## EXTRAIT PRÉSENTÉ:
____

Dans la partie précédente, nous avons vu que, pour chacun de nos 100 derniers états du carnet d'ordre, nous avons un tableau de 10x4 nombres. Ce tableau peut être vu comme une image sur laquelle nous allons brancher un réseau de convolution.

Il est intéressant de résumer le bid price et l'ask price avec leur quantité pour avoir une représentation « moyennée » de ce qu’il se passe au bid et à l’ask. Il faudra sauter des « pixels » pour ne pas avoir le volume du bid avec le prix de l’ask. Nous utiliserons donc un noyau de 1x2 et un stride de 1x2 - le stride consiste à «sauter» volontairement certains pixel. Nous obtenons ainsi comme sortie un tableau de 2x10. Nous calculons également la moyenne des deux résultats à l'aide d'un noyau de 1x2. Nous obtenons donc un tableau de 1x10. Enfin, nous fusionnons les 10 nombres à l'aide d'un noyau de 10x1. Nous obtenons donc un nombre représentatif de tout notre carnet.

Finalement, nous avons ceci pour les 100 derniers états du carnet, ce qui nous donne un vecteur de 100x1.

Afin de capturer la relation temporelle et dans le but d’avoir un nombre de paramètres réduit, nous utiliserons des cellules LSTM. Nous avons donc finalement la probabilité estimée par le modèle pour que le mouvement monte, baisse et stagne.

Quelques détails techniques :

  • La dernière couche de sortie utilise une fonction d'activation softmax ;
  • La fonction de perte utilisée sera celle de l'entropie croisée catégorielle ;
  • ADAM est également utilisé (avec epsilon de 1 et learning rate de 0.01) ;
  • L'apprentissage est arrêté lorsque la précision de la validation ne s'améliore pas durant les epochs suivantes ;
  • Nous allons prendre un batch size de 32.

Résultats (sans mécanisme d'attention)

Définition : le mean accuracy, le rappel, la précision et le score F1 sont métriques de performance. Elles nous permettrons d'évaluer notre modèle. Le but étant d’avoir la plus grande valeur possible sur ces quatre métriques.

Le deep learning nécessite souvent une grande quantité de données pour calibrer les poids. Les 7 premiers jours du jeu de données  FI-2010 sont utilisés comme données de train et les 3 derniers jours sont utilisés comme données de test. Les performances sont mesurées en calculant le mean accuracy, le rappel, la précision et le score F1. Comme l'ensemble de données FI-2010 n'est pas bien équilibré, il est préférable de se concentrer sur les performances des scores F1. Le modèle est comparé à tous les résultats expérimentaux existants dans la littérature scientifique :

  • Ridge Regression (RR)

____

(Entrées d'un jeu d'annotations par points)

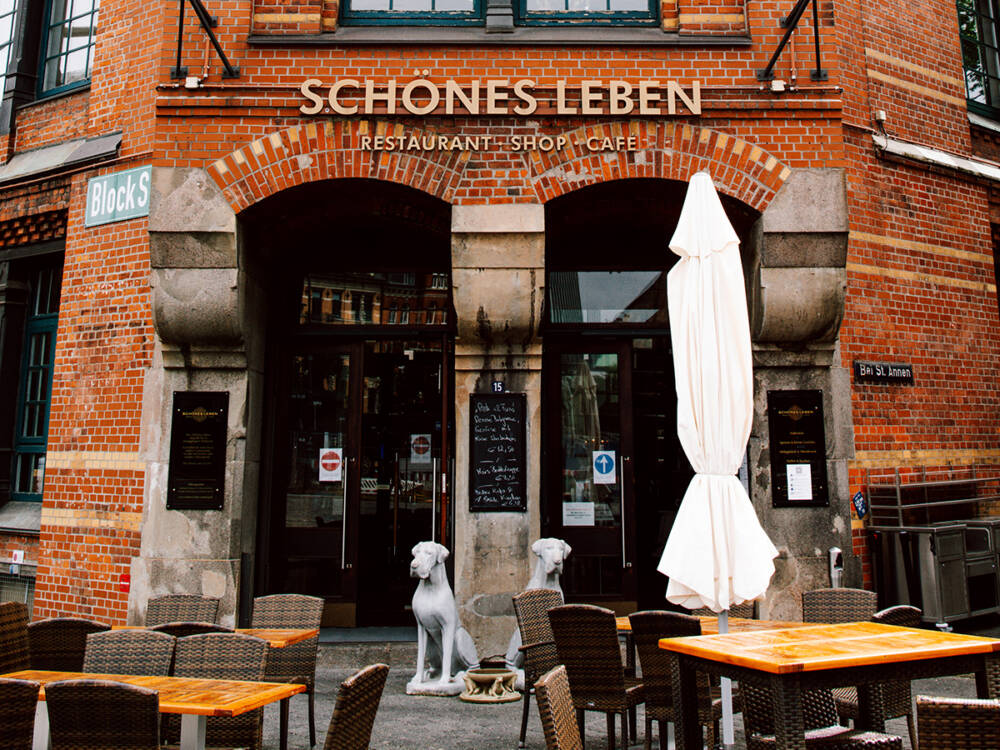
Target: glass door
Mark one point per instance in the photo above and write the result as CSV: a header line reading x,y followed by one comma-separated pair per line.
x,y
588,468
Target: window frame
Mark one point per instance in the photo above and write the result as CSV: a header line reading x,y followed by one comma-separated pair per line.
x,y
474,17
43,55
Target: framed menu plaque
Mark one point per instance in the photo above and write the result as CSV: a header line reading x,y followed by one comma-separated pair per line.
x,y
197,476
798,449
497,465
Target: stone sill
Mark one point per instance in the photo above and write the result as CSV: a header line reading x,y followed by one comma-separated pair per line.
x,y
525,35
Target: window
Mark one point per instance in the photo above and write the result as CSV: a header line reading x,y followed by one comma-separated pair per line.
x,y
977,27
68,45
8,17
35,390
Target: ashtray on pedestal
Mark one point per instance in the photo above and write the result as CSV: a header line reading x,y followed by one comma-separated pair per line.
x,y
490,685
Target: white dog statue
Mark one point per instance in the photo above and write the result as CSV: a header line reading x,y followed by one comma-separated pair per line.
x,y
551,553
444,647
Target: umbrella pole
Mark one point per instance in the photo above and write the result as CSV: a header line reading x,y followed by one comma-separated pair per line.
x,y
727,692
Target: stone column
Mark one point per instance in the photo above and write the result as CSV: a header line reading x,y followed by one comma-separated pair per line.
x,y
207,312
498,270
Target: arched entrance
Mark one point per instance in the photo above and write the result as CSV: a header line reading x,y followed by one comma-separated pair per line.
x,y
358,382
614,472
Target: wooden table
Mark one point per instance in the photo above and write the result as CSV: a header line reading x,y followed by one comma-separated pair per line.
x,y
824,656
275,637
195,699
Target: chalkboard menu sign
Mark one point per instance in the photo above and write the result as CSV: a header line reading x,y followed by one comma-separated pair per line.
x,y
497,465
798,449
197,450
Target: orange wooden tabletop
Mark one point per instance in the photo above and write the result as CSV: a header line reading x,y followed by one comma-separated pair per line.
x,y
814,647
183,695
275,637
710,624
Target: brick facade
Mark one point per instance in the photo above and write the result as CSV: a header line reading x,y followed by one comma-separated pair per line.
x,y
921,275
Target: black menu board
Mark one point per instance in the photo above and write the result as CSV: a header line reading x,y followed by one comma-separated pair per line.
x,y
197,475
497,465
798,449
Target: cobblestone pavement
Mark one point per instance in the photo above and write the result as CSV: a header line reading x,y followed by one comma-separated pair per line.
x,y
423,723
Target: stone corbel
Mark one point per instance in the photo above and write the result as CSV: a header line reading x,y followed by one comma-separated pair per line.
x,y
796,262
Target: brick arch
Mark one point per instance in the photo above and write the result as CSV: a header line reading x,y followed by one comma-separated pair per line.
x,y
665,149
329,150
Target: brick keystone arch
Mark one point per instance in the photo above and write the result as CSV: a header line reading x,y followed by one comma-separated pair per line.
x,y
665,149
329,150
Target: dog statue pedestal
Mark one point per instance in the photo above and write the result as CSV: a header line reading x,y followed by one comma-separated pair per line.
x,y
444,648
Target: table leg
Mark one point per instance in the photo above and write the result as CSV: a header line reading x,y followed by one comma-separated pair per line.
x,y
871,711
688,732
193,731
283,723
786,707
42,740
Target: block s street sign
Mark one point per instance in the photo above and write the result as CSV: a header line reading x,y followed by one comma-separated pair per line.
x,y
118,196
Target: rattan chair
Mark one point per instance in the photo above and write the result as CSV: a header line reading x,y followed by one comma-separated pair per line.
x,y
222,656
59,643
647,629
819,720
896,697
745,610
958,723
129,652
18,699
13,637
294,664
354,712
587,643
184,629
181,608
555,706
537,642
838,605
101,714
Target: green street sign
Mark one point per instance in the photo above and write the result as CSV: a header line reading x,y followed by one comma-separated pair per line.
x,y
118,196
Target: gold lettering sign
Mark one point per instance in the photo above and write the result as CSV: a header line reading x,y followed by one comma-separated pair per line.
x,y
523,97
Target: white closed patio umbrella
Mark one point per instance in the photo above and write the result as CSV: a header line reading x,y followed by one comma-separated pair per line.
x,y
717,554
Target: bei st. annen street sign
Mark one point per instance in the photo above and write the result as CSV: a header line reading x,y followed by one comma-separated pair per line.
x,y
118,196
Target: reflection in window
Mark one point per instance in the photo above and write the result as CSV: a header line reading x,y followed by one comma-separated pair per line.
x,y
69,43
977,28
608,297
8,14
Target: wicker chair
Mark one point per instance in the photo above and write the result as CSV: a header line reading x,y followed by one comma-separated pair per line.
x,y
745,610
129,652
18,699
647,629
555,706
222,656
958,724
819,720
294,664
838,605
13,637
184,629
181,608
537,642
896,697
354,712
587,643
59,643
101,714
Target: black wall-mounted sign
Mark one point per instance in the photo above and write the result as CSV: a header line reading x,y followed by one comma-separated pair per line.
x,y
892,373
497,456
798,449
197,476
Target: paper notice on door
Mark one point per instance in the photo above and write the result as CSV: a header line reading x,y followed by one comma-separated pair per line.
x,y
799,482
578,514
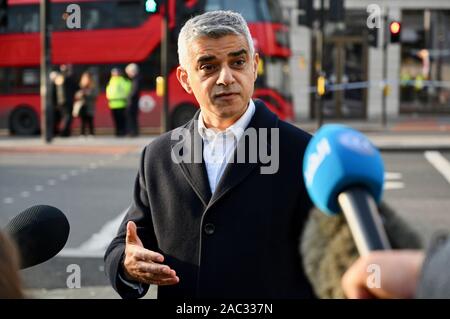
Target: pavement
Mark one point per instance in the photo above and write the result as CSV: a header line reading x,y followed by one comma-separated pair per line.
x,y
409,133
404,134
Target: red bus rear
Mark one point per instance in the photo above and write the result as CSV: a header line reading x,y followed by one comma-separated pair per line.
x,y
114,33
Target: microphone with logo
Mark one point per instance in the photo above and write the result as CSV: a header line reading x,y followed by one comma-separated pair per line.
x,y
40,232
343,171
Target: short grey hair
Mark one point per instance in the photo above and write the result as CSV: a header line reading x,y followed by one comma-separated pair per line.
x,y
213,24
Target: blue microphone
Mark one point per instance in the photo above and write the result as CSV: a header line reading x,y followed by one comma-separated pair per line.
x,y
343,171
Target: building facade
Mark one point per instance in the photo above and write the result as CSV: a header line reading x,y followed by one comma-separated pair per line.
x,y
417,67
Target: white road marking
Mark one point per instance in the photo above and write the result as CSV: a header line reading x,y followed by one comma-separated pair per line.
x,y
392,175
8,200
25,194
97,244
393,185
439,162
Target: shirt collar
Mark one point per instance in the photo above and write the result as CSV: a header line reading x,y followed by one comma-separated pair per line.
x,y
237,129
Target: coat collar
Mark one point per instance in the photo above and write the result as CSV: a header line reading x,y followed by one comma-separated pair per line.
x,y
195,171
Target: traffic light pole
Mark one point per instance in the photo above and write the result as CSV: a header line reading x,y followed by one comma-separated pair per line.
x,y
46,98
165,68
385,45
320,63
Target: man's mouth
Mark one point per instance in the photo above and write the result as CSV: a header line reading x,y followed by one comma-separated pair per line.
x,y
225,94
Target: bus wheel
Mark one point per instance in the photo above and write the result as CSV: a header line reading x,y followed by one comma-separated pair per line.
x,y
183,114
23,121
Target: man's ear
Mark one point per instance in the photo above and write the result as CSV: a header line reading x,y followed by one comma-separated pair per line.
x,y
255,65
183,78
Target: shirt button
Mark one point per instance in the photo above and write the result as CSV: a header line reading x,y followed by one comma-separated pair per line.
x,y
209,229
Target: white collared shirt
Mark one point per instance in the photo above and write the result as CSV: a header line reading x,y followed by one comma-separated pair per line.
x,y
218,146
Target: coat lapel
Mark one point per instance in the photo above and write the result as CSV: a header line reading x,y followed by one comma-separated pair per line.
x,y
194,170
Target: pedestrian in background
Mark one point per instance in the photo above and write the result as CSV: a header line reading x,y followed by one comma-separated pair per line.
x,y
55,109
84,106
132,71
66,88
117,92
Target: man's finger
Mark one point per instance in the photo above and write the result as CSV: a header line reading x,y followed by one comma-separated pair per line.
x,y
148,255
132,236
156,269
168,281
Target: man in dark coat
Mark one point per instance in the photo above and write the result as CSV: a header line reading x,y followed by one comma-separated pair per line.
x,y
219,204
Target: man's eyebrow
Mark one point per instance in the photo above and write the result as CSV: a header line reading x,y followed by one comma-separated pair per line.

____

## CONSIGNE DONNÉE 1:
Repérez et recopiez chaque ligne des enregistrements qui contient le mot « door ».
## CONSIGNE DONNÉE 2:
Rédigez la suite du texte sur la prévision des mouvements du carnet d'ordres, à partir de sa dernière phrase.

## RÉPONSE PRODUITE 1:
Target: glass door
Target: paper notice on door

## RÉPONSE PRODUITE 2:
  • Single-Layer-Feedforward Network (SLFN)
  • Linear Discriminant Analysis (LDA)
  • Multilinear Discriminant Analysis (MDA )
  • Multilinear Time-series Regression (MTR)
  • Weighted Multilinear Time-series Regression (WMTR)
  • Multilinear Class-specific Discriminant Analysis (MCSDA)
  • Bag-of Feature (BoF) [24], Neural Bag-of-Feature (N-BoF)
  • Attention-augmented-Bilinear-Network avec une couche cachée (B(TABL))
  • Attention-augmented-Bilinear-Network avec deux couches cachées (C(TABL))

Comparaison de notre modèle avec ceux existants

Nous pouvons voir de belles améliorations sur les performances. Dans le tableau ci-dessous, le nombre de paramètres est mis en comparaison entre les algorithmes de CNN. Notre modèle (DeepLOB) possède beaucoup plus de couches, pourtant il a beaucoup moins de paramètres en raison de l'utilisation de cellules LSTM au lieu de couches entièrement connectées.

Comparaison du nombre de paramètres de notre modèle avec le nombre de paramètres des modèles existant

L’apprentissage est également satisfaisant : on observe un validation loss - qui correspond aux données de test, le but étant qu’elle soit le plus faible possible - qui stagne dès la 5ème epoch :

Train et validation loss en fonction du nombre d’epochs

LSE

Comme nous l’avons dit plus haut, l'ensemble de données FI-2010 n'est pas suffisant. En effet, l'échantillon de données est trop faible et tiré d'un marché moins liquide. Pour effectuer une évaluation significative, le modèle est testé sur des actions du London Stock Exchange (LSE) d'une durée d'un an avec une période de test de trois mois. L'entraînement du modèle se fait sur cinq actions : Lloyds Bank (LLOY), Barclays (BARC), Tesco (TSCO), British Telecom (BT) et Vodafone (VOD). Les travaux récents suggèrent que les techniques de deep learning peuvent extraire des caractéristiques universelles sur les carnets d'ordres. Pour tester cette universalité, nous appliquons directement notre modèle à cinq actions supplémentaires non utilisées durant l'apprentissage (transfer learning). Celles-ci sont HSBC, Glencore (GLEN), Centrica (CNA), BP et ITV. Elles figurent aussi parmi les actions les plus liquides du LSE. La période de test est la même de trois mois et les classes sont à peu près équilibrées. Le tableau ci-dessous présente les résultats de notre modèle pour toutes les actions sur différents horizons de prédiction.

Résultats obtenus sur les données de tests et sur les cinq nouvelles actions

Résultats (avec mécansime d'attention)

Nous observons, sur le tableau ci-dessous, que DeepLOB-Attention fournit des résultats similaires à DeepLOB pour de courts horizons de temps. Cependant, le modèle au mécanisme d’attention fait mieux lorsque l'on considère des horizons de temps plus longs comme pour k=100.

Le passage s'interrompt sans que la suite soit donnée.